+++ Given data +++

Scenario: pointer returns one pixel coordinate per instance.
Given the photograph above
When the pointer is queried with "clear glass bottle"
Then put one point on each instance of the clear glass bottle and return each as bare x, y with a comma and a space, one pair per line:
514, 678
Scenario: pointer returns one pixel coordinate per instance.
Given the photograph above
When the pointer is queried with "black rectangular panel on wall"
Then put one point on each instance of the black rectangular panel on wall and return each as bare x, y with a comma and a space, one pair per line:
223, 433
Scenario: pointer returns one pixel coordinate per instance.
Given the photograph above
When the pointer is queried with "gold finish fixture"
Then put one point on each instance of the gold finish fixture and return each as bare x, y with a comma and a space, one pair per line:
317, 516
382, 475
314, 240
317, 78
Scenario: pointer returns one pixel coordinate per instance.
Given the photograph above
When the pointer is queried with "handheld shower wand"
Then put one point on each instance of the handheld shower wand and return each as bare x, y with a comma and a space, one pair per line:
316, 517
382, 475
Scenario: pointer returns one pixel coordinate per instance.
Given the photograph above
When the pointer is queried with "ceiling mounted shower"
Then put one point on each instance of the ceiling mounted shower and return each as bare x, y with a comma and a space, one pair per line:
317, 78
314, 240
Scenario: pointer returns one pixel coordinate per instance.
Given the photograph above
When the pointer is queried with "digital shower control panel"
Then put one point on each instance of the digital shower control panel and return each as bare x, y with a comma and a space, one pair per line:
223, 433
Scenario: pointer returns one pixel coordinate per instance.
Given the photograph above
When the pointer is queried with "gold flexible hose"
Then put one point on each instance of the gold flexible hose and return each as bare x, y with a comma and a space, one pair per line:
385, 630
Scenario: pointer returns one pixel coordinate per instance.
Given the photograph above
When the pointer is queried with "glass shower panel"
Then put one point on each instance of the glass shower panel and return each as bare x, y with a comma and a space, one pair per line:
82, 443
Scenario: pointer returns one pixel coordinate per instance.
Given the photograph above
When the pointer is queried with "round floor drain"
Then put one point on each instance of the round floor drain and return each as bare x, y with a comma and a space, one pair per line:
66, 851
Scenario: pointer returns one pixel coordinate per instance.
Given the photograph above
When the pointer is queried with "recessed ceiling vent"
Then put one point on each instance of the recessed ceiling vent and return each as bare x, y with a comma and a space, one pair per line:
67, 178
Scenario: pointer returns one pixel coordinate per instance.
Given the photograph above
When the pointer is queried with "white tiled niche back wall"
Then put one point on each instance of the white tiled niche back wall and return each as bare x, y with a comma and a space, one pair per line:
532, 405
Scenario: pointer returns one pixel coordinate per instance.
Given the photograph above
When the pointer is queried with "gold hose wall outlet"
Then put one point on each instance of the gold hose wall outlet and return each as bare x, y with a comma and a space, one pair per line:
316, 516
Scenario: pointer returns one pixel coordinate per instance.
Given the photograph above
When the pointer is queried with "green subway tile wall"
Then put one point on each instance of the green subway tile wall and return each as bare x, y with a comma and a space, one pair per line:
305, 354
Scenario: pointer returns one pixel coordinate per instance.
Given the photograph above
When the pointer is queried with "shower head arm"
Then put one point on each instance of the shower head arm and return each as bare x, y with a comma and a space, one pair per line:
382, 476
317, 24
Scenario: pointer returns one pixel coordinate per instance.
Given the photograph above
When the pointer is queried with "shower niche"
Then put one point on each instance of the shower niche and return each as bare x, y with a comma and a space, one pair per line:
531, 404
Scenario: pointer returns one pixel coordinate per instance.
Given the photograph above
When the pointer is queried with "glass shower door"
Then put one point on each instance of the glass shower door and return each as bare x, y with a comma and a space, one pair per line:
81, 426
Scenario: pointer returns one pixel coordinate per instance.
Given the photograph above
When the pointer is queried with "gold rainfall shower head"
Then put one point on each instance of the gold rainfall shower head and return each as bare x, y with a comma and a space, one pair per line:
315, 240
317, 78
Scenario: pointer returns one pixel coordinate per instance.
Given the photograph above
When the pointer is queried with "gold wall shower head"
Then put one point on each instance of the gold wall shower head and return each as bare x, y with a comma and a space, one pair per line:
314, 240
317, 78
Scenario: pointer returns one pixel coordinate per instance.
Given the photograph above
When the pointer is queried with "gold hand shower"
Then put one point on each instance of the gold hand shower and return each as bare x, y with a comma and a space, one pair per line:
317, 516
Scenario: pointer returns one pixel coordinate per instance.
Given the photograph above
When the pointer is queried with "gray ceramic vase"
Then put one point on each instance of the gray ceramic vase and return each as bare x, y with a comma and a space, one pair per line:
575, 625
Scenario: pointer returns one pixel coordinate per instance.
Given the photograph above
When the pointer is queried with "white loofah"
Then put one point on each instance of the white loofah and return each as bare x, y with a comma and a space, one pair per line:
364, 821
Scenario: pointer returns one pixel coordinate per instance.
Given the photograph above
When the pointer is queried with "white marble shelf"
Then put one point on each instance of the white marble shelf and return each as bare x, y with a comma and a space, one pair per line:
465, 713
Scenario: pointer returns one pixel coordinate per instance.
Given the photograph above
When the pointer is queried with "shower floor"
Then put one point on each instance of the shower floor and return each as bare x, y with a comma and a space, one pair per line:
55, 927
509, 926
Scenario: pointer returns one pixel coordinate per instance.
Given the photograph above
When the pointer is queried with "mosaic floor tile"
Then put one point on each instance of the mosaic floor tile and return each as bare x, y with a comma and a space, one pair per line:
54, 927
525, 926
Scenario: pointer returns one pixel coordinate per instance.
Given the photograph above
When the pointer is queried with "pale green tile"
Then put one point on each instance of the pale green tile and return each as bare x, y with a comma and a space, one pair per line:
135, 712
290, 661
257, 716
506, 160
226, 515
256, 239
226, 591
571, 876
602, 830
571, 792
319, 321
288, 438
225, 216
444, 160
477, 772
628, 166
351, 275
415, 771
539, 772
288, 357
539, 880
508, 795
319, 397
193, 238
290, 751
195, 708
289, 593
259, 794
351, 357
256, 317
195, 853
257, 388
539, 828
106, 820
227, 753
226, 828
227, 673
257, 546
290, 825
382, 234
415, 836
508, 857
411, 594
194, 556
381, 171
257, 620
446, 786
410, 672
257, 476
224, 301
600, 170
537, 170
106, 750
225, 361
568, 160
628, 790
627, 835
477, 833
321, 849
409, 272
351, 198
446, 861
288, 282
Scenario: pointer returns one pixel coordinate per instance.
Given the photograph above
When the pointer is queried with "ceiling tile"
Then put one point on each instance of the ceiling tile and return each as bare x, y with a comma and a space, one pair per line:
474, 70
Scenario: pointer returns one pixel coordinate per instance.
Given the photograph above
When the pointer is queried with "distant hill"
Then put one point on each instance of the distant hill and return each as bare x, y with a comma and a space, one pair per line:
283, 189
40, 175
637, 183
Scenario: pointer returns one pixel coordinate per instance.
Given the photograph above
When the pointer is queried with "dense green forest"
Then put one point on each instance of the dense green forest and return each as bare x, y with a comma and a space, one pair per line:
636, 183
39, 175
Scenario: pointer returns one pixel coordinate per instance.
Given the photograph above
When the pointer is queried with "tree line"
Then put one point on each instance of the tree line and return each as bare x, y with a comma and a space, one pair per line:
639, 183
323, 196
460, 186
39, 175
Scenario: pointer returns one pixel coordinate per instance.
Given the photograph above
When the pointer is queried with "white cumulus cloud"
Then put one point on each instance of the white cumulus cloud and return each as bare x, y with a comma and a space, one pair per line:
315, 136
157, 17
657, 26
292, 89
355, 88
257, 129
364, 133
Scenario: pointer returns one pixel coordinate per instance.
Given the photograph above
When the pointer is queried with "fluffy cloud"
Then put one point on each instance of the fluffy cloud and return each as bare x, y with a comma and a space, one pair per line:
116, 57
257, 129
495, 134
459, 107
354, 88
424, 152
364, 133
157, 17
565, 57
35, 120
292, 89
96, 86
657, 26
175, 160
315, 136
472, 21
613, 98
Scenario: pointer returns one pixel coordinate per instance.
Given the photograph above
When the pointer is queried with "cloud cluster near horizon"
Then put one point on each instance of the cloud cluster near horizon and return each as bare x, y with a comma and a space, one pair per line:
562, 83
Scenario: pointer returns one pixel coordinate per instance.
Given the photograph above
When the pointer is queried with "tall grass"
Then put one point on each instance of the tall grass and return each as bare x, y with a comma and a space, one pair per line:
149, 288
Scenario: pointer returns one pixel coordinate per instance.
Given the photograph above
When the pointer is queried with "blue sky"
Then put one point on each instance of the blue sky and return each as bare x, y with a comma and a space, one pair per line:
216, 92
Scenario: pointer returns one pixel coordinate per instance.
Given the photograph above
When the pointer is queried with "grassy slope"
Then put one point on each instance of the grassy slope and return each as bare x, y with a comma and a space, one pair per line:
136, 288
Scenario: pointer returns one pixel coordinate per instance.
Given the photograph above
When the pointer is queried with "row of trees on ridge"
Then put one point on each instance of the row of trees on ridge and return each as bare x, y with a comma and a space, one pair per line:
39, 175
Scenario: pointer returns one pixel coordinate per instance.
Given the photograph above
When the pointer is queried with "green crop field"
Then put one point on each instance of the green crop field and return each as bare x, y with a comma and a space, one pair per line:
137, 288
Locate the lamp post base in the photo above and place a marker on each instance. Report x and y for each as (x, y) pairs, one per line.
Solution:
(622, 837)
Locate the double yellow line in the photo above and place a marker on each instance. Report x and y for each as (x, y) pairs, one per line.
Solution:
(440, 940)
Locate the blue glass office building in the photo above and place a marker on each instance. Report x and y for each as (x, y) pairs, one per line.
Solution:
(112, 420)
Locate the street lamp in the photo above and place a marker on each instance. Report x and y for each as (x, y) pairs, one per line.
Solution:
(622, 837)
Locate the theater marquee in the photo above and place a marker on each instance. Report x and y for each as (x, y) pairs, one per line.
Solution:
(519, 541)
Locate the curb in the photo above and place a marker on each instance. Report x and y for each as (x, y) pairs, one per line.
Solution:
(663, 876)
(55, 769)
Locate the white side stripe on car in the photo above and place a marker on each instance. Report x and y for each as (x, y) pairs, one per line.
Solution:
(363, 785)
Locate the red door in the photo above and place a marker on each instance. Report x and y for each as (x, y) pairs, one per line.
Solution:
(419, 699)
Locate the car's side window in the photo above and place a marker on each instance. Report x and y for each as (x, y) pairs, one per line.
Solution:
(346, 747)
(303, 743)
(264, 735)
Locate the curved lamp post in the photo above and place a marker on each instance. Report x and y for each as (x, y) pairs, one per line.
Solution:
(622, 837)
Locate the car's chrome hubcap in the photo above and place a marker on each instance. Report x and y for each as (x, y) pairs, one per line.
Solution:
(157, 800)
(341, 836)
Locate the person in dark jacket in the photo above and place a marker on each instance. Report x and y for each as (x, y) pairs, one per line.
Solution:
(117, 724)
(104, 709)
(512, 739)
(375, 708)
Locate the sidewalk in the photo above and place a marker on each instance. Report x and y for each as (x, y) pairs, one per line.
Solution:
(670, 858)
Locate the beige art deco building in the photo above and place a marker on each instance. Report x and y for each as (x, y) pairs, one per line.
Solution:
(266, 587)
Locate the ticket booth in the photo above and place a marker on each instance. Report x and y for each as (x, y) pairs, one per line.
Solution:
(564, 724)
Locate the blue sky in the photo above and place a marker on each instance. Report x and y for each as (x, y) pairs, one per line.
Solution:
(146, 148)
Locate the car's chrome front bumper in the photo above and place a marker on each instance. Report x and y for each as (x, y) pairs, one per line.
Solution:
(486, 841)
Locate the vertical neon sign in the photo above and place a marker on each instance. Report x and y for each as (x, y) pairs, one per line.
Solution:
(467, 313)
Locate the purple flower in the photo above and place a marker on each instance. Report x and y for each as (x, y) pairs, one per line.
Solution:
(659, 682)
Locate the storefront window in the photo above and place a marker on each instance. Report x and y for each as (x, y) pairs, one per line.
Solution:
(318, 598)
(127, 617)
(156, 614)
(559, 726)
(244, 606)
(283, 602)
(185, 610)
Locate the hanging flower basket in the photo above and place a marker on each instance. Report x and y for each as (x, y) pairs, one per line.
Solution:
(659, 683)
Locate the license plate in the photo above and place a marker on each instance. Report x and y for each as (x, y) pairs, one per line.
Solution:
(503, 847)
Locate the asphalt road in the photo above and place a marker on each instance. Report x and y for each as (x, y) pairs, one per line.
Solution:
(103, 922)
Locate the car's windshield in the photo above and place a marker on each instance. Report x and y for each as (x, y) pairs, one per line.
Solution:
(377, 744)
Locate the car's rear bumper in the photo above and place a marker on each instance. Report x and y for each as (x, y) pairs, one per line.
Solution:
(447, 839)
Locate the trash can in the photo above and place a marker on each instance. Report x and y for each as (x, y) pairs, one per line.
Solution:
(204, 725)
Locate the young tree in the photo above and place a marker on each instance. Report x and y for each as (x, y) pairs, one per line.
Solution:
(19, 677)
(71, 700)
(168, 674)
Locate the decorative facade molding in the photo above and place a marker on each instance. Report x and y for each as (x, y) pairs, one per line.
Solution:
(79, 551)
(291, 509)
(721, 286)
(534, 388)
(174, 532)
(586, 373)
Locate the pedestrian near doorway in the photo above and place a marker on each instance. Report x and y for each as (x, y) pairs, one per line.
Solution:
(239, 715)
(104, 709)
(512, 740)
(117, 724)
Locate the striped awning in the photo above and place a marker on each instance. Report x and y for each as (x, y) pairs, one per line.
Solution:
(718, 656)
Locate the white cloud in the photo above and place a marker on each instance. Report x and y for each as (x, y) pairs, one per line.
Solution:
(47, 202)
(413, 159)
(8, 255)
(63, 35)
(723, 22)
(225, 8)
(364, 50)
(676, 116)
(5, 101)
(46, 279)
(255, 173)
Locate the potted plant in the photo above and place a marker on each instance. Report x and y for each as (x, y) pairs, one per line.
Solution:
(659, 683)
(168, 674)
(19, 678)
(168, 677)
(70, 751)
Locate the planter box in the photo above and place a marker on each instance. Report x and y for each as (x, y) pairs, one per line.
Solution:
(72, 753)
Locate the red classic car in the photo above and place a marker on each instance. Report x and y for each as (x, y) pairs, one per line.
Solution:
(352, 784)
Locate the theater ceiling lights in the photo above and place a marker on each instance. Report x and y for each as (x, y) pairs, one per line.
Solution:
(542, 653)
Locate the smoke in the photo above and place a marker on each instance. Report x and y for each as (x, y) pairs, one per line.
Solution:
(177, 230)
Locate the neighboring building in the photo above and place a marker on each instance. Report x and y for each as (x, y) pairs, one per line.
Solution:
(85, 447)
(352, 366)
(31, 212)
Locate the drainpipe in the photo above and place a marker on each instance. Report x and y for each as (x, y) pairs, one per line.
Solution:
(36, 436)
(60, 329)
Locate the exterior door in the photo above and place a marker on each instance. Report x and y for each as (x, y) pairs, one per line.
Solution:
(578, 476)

+++

### Goal of the exercise
All lines from the line containing "Locate the smoke" through the end of the listing above are to be duplicated exactly; include both ends and nothing further.

### Solution
Locate the smoke in the photo above and place a marker on each instance. Report x and y for each as (x, y) pairs, one per line.
Solution:
(177, 230)
Locate the neighboring building in the photo above and place a marker on each instance. Report x and y for each as (x, y) pairs, one per line.
Solution:
(85, 447)
(352, 366)
(31, 212)
Locate the drainpipe in the photo above and place a marker on each instance. Report x and y for each as (x, y) pairs, one per line.
Solution:
(36, 436)
(60, 329)
Locate the exterior door in the photo above and place a marker on each instance. Report x and y for each as (x, y) pairs, one per line.
Solution:
(578, 476)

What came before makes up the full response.